JOB: Copy the listing word for word from the line with "segment(query) returns the" through the line with "Give the mask", including both of those lines. Leave out the pictures.

──────── RECORDS FOR PROCESSING

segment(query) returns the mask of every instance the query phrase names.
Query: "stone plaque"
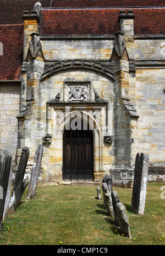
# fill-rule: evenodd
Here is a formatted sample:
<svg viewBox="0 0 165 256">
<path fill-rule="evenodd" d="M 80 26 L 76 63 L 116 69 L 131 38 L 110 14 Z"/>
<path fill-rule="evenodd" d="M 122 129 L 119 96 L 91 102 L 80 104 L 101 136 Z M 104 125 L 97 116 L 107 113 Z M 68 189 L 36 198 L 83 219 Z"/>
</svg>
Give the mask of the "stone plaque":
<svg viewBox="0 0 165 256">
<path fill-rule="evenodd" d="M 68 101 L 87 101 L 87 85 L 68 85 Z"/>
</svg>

────────────────
──────── RECORDS FOR PROCESSING

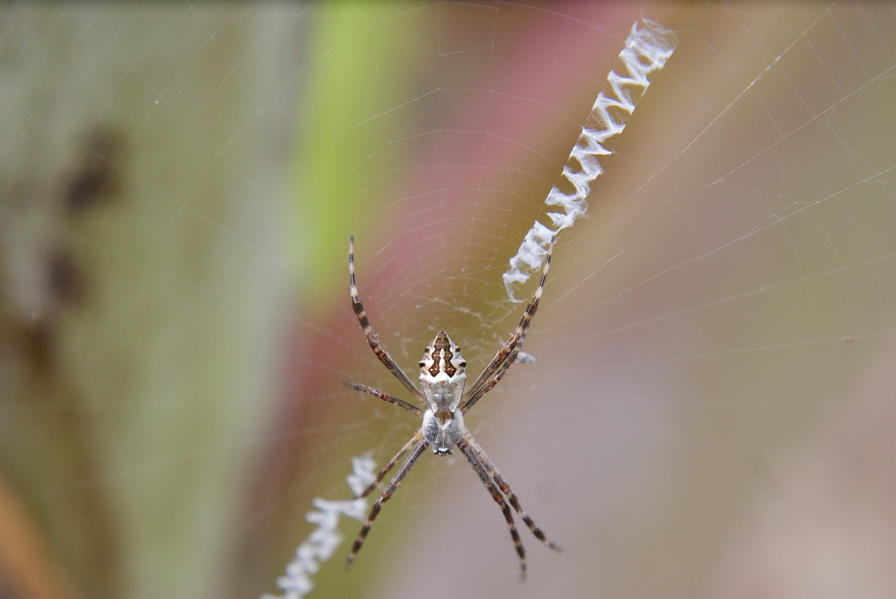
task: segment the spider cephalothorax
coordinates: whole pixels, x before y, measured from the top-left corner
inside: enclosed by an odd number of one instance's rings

────────────────
──────── RECORDS FOR PROCESSING

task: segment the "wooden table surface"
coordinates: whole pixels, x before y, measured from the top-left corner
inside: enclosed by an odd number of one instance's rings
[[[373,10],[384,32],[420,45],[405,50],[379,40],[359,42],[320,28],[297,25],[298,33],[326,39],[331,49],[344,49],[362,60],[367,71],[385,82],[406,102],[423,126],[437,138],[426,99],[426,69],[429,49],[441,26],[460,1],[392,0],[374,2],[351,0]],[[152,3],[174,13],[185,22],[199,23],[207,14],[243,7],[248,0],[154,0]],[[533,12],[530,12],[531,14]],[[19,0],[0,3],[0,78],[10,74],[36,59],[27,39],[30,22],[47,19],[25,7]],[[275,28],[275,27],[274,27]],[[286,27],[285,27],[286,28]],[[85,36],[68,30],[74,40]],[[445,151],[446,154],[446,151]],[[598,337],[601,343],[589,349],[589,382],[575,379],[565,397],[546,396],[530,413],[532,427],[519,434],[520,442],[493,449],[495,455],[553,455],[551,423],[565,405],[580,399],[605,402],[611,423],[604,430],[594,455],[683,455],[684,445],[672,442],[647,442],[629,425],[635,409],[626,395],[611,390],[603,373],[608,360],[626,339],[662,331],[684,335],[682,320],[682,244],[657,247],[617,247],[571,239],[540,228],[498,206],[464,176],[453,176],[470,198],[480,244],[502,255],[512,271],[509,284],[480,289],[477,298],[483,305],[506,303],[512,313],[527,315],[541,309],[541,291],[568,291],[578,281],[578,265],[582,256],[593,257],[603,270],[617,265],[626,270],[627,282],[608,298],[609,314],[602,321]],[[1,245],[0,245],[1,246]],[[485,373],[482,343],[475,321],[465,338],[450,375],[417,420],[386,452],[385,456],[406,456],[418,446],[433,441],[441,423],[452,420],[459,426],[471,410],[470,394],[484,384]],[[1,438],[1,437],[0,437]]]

────────────────

ANSWER FOR THE TASK:
segment(query) returns the mask of every instance the query phrase names.
Query: "stone plaque"
# fill-rule: evenodd
Here is a formatted sample:
<svg viewBox="0 0 165 256">
<path fill-rule="evenodd" d="M 80 26 L 76 63 L 116 69 L 131 38 L 110 14 Z"/>
<path fill-rule="evenodd" d="M 122 129 L 119 96 L 91 102 L 80 104 L 101 136 Z M 104 125 L 97 116 L 107 113 Z M 68 189 L 36 198 L 83 219 Z"/>
</svg>
Give the mask of the "stone plaque":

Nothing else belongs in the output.